DATA PROVIDED:
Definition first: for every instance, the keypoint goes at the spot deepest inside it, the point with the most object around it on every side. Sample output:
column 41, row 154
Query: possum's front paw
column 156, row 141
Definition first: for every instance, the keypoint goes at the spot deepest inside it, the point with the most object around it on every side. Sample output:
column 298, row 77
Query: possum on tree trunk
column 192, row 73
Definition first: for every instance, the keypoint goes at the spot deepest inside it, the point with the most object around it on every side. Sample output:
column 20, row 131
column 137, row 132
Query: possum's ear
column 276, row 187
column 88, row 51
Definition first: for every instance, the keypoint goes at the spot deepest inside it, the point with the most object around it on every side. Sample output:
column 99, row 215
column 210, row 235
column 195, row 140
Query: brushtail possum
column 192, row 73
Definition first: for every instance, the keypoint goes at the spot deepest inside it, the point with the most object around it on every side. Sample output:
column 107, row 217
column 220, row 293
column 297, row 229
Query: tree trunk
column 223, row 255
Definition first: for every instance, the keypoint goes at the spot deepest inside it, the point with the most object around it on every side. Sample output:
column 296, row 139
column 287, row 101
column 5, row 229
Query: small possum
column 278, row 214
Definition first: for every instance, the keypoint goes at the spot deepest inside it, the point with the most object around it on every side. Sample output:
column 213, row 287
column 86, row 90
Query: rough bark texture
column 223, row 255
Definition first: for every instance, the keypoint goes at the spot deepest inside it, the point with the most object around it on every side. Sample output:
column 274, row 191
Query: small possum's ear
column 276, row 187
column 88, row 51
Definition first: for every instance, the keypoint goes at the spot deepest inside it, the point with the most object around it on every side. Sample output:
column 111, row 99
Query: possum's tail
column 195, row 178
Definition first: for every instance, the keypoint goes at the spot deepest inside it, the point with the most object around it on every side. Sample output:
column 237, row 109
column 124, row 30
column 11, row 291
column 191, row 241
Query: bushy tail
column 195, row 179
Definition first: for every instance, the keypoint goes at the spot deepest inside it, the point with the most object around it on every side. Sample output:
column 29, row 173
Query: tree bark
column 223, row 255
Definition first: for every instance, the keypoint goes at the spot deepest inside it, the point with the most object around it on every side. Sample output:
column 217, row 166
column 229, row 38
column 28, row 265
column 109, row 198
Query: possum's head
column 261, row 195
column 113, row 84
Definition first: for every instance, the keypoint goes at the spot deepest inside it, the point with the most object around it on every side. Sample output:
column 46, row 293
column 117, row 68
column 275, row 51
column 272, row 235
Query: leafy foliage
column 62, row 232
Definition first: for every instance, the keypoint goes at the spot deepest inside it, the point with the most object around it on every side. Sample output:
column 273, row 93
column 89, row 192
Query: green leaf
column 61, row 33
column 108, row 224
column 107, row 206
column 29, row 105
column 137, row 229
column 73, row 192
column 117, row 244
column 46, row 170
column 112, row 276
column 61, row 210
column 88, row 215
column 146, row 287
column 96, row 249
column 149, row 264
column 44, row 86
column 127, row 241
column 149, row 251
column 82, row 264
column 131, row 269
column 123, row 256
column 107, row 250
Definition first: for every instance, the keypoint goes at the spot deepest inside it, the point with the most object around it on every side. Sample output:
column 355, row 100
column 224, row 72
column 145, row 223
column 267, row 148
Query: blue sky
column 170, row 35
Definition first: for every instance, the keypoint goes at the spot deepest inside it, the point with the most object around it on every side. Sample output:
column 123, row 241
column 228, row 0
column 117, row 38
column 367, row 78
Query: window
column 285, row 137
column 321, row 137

DIRECTIONS FOR THIS TASK: Reproduce all of the records precisely. No word may differ.

RESPONSE:
Definition first: for every instance, the keypoint goes at the spot deepest inside it, the point with the most object around it on every side. Sample output:
column 41, row 154
Query: possum's front paw
column 156, row 141
Definition first: for every instance, the keypoint goes at the spot deepest inside it, the point with the most object around it on every side. Sample output:
column 298, row 77
Query: possum on tree trunk
column 192, row 73
Definition first: for every instance, the keypoint goes at the spot deepest inside it, the point with the most object around it on every side. Sample output:
column 20, row 131
column 137, row 132
Query: possum's ear
column 276, row 187
column 88, row 51
Definition first: for every instance, the keypoint goes at the spot deepest inside it, the point with the most object around it on every side. Sample output:
column 99, row 215
column 210, row 235
column 195, row 140
Query: brushtail possum
column 192, row 73
Definition first: for every instance, the keypoint goes at the spot deepest inside it, the point with the most object around it on every side. Sample output:
column 107, row 217
column 220, row 293
column 297, row 229
Query: tree trunk
column 223, row 255
Definition first: for every instance, the keypoint goes at the spot deepest inside it, the point with the most object around it on every side. Sample output:
column 296, row 139
column 287, row 101
column 5, row 229
Query: small possum
column 278, row 214
Definition first: for every instance, the keypoint goes at the spot deepest inside it, the point with the most object around it on every side. Sample output:
column 213, row 287
column 86, row 90
Query: rough bark texture
column 223, row 255
Definition first: for every instance, the keypoint goes at the spot deepest inside it, the point with the most object around it on every side. Sample output:
column 274, row 191
Query: small possum's ear
column 276, row 187
column 88, row 51
Definition first: for every instance, the keypoint goes at the spot deepest inside it, the point with the most object around it on every side. Sample output:
column 111, row 99
Query: possum's tail
column 195, row 178
Definition first: for every instance, the keypoint goes at the spot deepest inside it, the point with the most object around it on every side. Sample output:
column 237, row 109
column 124, row 30
column 11, row 291
column 191, row 241
Query: bushy tail
column 195, row 179
Definition first: for every instance, the keypoint goes at the spot deepest inside it, the point with the most object around it on every side. Sample output:
column 29, row 173
Query: tree bark
column 223, row 255
Definition first: for every instance, the keypoint goes at the spot deepest inside it, the point with the most object around it on every side. Sample output:
column 217, row 166
column 229, row 38
column 28, row 265
column 109, row 198
Query: possum's head
column 261, row 195
column 113, row 84
Definition first: for every instance, the keypoint goes at the spot deepest inside it, the point with the most object around it on every side. Sample output:
column 46, row 293
column 117, row 68
column 275, row 51
column 272, row 235
Query: leafy foliage
column 62, row 232
Definition first: for every instance, the keypoint goes at the spot deepest inside it, the point with the most object around it on every side. Sample output:
column 273, row 93
column 89, row 192
Query: green leaf
column 61, row 33
column 108, row 224
column 107, row 206
column 29, row 105
column 137, row 229
column 73, row 192
column 117, row 244
column 46, row 170
column 112, row 276
column 61, row 210
column 88, row 215
column 146, row 287
column 96, row 249
column 149, row 264
column 44, row 86
column 127, row 241
column 149, row 251
column 82, row 264
column 131, row 269
column 123, row 256
column 107, row 250
Definition first: for every instance, the keypoint goes at the spot deepest inside it, the point with the most object around it on every side. Sample output:
column 355, row 100
column 224, row 72
column 145, row 223
column 267, row 148
Query: blue sky
column 170, row 35
Definition first: for every instance, the keypoint goes at the spot deepest inside it, the point with the most object around it on every side. Sample output:
column 123, row 241
column 228, row 0
column 117, row 38
column 367, row 78
Query: window
column 285, row 137
column 321, row 137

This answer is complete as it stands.